======== Data to use ========

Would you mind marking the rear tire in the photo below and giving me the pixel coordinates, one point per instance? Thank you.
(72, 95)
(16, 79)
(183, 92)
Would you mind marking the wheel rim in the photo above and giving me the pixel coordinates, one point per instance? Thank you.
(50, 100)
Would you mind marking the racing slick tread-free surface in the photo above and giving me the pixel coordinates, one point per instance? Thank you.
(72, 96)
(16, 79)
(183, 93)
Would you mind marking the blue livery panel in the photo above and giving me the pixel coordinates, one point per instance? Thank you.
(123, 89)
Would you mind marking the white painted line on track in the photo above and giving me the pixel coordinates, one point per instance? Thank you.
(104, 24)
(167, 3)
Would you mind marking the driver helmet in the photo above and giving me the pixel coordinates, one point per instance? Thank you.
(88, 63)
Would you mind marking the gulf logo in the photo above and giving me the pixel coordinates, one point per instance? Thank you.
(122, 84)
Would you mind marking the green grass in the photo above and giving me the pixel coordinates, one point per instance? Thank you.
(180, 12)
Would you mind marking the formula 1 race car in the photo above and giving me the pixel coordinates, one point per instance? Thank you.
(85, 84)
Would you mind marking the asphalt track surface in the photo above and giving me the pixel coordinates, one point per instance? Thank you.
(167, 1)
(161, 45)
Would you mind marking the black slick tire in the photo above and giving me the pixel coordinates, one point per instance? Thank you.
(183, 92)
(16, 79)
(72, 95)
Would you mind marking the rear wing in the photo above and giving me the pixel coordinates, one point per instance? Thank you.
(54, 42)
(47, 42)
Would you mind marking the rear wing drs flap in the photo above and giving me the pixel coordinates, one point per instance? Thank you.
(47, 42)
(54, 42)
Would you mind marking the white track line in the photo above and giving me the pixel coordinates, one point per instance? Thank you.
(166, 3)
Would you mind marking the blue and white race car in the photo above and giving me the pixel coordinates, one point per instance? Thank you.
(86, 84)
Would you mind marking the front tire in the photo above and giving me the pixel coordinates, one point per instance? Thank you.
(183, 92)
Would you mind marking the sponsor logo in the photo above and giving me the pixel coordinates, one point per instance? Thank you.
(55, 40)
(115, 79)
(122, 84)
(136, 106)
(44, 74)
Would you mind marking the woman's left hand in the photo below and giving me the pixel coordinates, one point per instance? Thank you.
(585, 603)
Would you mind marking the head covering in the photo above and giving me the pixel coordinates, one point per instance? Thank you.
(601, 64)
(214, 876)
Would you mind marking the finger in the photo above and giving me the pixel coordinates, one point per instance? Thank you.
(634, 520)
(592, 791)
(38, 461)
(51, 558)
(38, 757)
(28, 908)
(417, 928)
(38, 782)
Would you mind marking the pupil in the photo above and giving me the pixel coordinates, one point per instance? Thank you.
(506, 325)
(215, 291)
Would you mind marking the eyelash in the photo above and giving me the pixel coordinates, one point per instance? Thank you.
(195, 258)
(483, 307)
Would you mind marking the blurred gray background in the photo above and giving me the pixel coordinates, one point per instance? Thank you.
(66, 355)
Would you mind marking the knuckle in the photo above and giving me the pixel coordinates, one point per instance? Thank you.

========

Instructions to follow
Copy every record above word for word.

Answer for the task
Would you mind marking the rear tire in the photo below and giving me the pixel coordinates, one point per instance? Thank you.
(72, 95)
(16, 79)
(183, 92)
Would you mind marking the wheel rim in the photo above and giving me the pixel coordinates, one point per instance? Thank you.
(50, 100)
Would you mind marking the racing slick tread-free surface in the photo above and giving me the pixel coordinates, one point per instance? Thank you.
(72, 96)
(16, 79)
(183, 93)
Would you mind marking the blue livery panel in the photo above and giving me the pixel coordinates, one point per instance? Thank you.
(123, 89)
Would you mind marking the white painted line on track in the photo above and giving me the pixel coordinates, one point per instance? Thank you.
(104, 24)
(167, 3)
Would you mind marking the driver helmet in the photo above and giving me the pixel coordinates, one point per instance? Thank you.
(88, 63)
Would you mind marking the gulf logo in the photo above and giving me the pixel coordinates, one point per instance? Thank you.
(122, 84)
Would you mind marking the green grass in the photo above and giving me the pixel coordinates, one point per instance? Thank you.
(180, 12)
Would you mind marking the formula 1 race car in the photo above and giving me the pixel coordinates, one point per instance? Thank you.
(85, 84)
Would you mind marking the asphalt track surface in the photo above and giving me the pixel coordinates, one point per instance? Thank you.
(167, 1)
(161, 45)
Would you mind marking the black slick tire in the photo above and giving me the pixel coordinates, one point per instance? Thank you.
(183, 92)
(16, 79)
(72, 95)
Would you mind marking the rear wing in the photo above and giving me the pixel coordinates, one point per instance? Thank you.
(54, 42)
(47, 42)
Would you mind marking the rear wing drs flap in the photo above and giving me the pixel coordinates, one point per instance? Thank you.
(47, 42)
(54, 42)
Would you mind marking the white track line in the photo above and giving me the pixel coordinates, one point per instance? Thank you.
(166, 3)
Would you mind marking the blue and white race car in the photo above and giving me the pixel coordinates, one point per instance? Thank you.
(86, 84)
Would you mind marking the front tire in the photo above and giving me the pixel coordinates, one point per instance? Thank you.
(183, 92)
Would you mind marking the sponsor logo in the photo above and giving me the pixel coordinates, one point per instance? Thank you.
(55, 40)
(115, 79)
(122, 84)
(136, 106)
(44, 74)
Would you mind marking the woman's left hand in the photo below and giving me the pixel coordinates, one point per instance? Thank you.
(585, 603)
Would you mind marking the head covering in the photo above and giving me the pixel coordinates, one point per instance? Thank you.
(601, 64)
(214, 876)
Would you mind marking the finger in the photo above and giving me the pixel coordinates, one point per instance? Thank you.
(634, 520)
(592, 791)
(38, 461)
(51, 558)
(38, 757)
(28, 908)
(417, 928)
(38, 782)
Would you mind marking the pupil in the photo above and giving me the pixel coordinates, one point per instance? Thank you.
(506, 325)
(215, 291)
Would you mind marking the eyelash in the photo above and giving me the pixel coordinates, one point per instance? Thank you.
(195, 258)
(483, 307)
Would you mind marking the blurred gray background in the photo above and giving me the pixel coordinates, one point per instance? Thank you.
(66, 355)
Would you mind marking the knuckle in the photo above and giving me the pixel coordinates, one point per instance? Thank you.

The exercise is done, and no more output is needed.